ESTRATTO DEL DOCUMENTO:
┏━━

Seminario Parlamentare - Venerdì 18 Luglio 2014
Italia chiama Africa
È un privilegio per me essere
oggi a questo convegno, Mandela day, che è stato immaginato proprio quando
abbiamo ricordato la scomparsa di Nelson Mandela in una sessione speciale del
nostro Comitato diritti umani lo scorso anno. Volevamo diventasse un appuntamento
annuale, non formale. Per incidere positivamente nella nostra attività
parlamentare. Il mio - è quanto mi è stato richiesto - sarà un ricordo
personale di Madiba, "L'Amato", di Nelson Mandela: ma cercando di
trarre da lui, dalle sue virtù personali, alcuni insegnamenti per i problemi
che abbiamo di fronte.
Oggi ricordiamo Nelson Mandela
in un giorno buono per il Parlamento italiano. Un giorno buono per l’amicizia
con l’Africa. Perché ieri abbiamo approvato, a grandissima maggioranza, la
nuova legge sulla cooperazione internazionale allo sviluppo, una legge che
aspettava di essere cambiata da più di venti anni.
E questa legge, questo
Parlamento, hanno detto in questo modo "no" all’afro-pessimismo.
Abbiamo detto no all’ exit strategy dall’ Africa e dal Sud del mondo.

┗━━

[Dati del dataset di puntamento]
┏━━

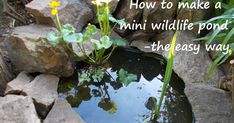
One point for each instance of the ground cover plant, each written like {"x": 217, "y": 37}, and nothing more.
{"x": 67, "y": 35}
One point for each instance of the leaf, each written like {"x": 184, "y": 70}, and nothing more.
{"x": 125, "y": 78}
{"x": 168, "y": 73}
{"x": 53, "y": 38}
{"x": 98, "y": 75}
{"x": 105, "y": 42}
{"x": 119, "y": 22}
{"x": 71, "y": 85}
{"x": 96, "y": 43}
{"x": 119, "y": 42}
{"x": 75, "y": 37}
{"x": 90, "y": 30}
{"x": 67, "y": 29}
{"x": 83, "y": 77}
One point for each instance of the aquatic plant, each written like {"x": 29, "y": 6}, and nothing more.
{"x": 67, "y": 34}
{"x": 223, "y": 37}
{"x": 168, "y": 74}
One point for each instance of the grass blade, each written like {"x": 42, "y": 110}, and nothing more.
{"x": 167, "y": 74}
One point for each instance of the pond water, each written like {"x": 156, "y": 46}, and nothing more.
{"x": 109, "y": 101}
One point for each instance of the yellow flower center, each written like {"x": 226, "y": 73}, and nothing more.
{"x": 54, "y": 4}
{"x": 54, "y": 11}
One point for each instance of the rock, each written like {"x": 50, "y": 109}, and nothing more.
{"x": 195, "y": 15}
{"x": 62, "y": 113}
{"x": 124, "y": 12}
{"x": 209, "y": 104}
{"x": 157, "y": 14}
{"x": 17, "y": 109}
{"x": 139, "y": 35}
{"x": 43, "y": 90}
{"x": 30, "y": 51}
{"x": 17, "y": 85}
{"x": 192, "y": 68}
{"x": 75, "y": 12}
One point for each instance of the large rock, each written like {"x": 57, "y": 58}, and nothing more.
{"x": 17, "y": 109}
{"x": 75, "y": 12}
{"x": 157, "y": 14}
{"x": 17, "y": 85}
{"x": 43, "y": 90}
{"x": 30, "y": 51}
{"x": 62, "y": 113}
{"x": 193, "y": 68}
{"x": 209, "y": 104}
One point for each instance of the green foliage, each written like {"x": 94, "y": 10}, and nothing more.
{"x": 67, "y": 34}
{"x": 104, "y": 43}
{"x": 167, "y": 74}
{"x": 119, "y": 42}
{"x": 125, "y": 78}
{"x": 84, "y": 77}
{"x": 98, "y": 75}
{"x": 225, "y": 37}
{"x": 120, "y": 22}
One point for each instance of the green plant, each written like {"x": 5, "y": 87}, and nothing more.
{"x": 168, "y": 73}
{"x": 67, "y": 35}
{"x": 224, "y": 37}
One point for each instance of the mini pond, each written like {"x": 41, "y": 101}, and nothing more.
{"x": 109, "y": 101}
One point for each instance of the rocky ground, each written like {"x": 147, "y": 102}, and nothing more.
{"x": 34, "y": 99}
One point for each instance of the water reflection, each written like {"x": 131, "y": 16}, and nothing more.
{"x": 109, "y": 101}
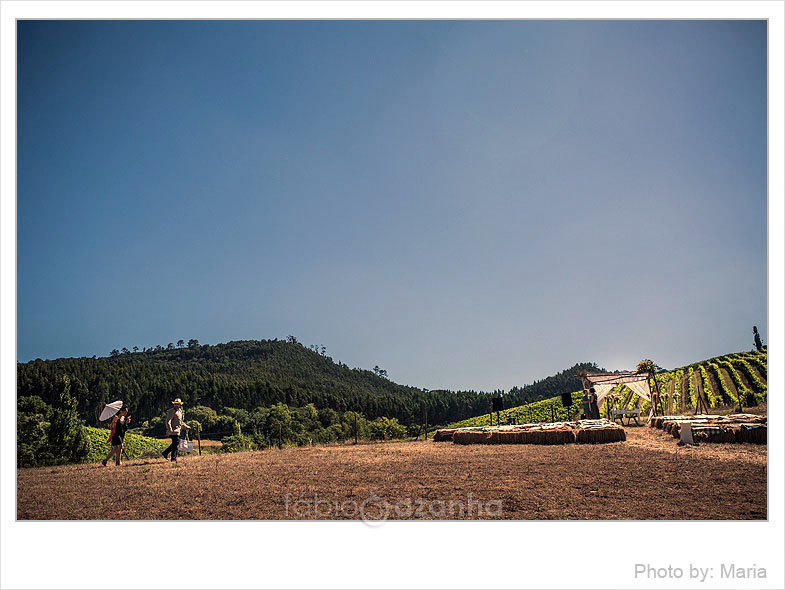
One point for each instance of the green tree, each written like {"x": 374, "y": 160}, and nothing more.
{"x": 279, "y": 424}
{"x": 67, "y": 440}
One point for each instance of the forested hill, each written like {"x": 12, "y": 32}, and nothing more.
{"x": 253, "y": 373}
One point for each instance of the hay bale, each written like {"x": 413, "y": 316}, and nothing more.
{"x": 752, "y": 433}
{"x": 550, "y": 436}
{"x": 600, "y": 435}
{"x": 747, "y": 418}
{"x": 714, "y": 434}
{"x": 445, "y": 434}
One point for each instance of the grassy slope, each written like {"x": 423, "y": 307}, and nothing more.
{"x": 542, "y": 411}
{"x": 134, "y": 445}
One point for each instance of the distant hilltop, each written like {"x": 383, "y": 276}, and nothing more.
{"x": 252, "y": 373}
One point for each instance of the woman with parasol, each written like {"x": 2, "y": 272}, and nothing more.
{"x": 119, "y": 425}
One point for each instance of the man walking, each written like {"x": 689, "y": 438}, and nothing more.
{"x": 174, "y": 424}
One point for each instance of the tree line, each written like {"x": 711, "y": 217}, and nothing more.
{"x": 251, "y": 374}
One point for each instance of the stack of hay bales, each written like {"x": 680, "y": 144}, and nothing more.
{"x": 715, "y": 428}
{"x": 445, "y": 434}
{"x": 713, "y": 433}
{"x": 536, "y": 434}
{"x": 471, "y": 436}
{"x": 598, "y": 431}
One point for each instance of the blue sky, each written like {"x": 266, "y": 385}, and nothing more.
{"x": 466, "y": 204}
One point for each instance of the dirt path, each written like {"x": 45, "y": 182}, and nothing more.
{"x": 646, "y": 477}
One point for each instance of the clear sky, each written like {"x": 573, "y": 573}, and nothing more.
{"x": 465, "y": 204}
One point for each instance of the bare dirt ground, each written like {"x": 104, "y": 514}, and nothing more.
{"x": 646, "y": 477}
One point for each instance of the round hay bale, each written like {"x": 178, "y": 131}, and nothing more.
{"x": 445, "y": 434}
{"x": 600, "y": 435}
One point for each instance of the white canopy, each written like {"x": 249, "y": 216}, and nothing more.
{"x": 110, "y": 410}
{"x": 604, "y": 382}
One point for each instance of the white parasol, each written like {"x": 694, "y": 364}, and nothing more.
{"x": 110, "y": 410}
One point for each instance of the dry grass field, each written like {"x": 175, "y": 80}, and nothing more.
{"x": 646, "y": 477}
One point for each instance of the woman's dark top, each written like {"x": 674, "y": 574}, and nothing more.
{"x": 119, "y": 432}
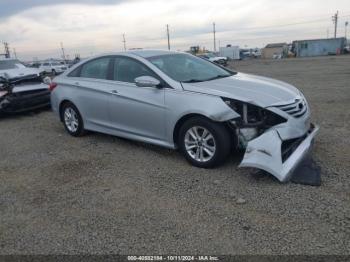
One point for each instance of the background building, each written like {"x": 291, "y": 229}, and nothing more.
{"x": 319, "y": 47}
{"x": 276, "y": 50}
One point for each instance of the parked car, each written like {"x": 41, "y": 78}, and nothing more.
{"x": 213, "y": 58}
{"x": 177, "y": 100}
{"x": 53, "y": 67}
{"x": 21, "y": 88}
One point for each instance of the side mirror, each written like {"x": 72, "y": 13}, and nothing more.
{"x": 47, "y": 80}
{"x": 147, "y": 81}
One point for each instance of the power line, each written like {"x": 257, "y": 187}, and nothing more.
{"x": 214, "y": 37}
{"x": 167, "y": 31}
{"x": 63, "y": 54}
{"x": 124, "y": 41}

┗━━
┏━━

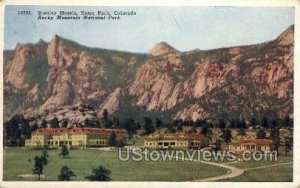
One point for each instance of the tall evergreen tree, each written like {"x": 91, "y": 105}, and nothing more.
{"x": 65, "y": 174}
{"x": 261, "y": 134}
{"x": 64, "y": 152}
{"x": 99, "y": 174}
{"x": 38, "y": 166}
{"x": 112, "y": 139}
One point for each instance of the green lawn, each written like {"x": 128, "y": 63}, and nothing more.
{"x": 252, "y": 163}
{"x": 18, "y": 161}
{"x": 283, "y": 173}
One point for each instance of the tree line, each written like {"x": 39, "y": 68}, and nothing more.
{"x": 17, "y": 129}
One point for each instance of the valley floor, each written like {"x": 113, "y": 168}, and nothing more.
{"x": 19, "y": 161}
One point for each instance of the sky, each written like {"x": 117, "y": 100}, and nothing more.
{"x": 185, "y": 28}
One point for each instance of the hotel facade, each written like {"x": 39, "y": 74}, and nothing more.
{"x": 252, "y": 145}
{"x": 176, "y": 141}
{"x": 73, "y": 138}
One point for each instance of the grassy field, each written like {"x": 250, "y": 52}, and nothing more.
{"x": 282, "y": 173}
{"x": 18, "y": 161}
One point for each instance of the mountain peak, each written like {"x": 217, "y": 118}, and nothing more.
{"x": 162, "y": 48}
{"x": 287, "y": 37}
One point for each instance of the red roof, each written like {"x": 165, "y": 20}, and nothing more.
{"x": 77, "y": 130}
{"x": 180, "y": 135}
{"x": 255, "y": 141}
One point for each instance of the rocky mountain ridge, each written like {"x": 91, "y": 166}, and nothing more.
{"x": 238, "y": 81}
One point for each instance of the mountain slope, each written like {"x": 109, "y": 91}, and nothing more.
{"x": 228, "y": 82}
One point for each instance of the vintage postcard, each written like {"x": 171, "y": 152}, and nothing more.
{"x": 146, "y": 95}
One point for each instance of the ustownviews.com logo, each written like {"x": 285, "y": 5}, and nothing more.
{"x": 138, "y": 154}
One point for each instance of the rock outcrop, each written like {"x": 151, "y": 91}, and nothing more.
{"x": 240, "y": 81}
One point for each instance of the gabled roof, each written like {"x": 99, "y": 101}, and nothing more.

┗━━

Riprendi il discorso in ricordo di Nelson Mandela e prosegui il testo a partire dall'ultima frase.

Abbiamo detto anche un no a un'idea che non condivido: quella di parlare con
l’Africa o con il Sud del mondo solo quando ci sono paesi che crescono
economicamente a due cifre. Non è questa l’idea, anche se è importante che vi
siano segni di crescita che, se ben indirizzati, diventano una formidabile arma
di lotta alla povertà e sconfiggono da soli l'idea arretrata
dell'"Africa-problema". E' l’idea di una grande alleanza per cambiare
il mondo, in meglio, dove lo sviluppo è chiave di dignità, di pace, di
partenariato profondo.
Questo era anche l’approccio
che veniva naturale quando si incontrava, si aveva la fortuna di incontrare
personalmente, Nelson Mandela. Io ho avuto questa fortuna nel lavorare con lui
quando, assieme alla Comunità di Sant’Egidio, ero impegnato nella mediazione di
pace per far terminare il conflitto, il genocidio, fra Hutu e Tutsi in Burundi,
assieme a don Matteo Zuppi, un uomo di pace con il dono di spiegare alle parti
il loro pensiero profondo, oltre le paure.
Mandela è stato il main
facilitator di quel processo di pace, dopo la scomparsa di un altro grande
africano, Julius Nyerere. Io e la mia organizzazione guidavamo la parte del
negoziato sul cessate il fuoco, sulla riconciliazione, sulla "sicurezza
per tutti", e cioè sulla possibilità davvero di abbandonare le armi e di
decidere per la pace. La parte del negoziato che metteva davvero fine al
genocidio e poneva le premesse per una vita sicura dopo.
L’incontro con Mandela: Mandela
non era mai una cosa sola. Mandela è stato un leader rivoluzionario, era un
aristocratico, ed era un uomo di stato. Aveva una bellezza fisica, un tratto
gentile, davvero da aristocratico ma senza il distacco degli aristocratici. E'
stato ricordato da madame Tambo: era un’attrazione di nobiltà interiore che si
esprimeva nel tratto umano. Ma Mandela è stato anche un grande uomo di stato.
Che con la sua personalità ha saputo costruire lo stato e una comunità che non
c'era.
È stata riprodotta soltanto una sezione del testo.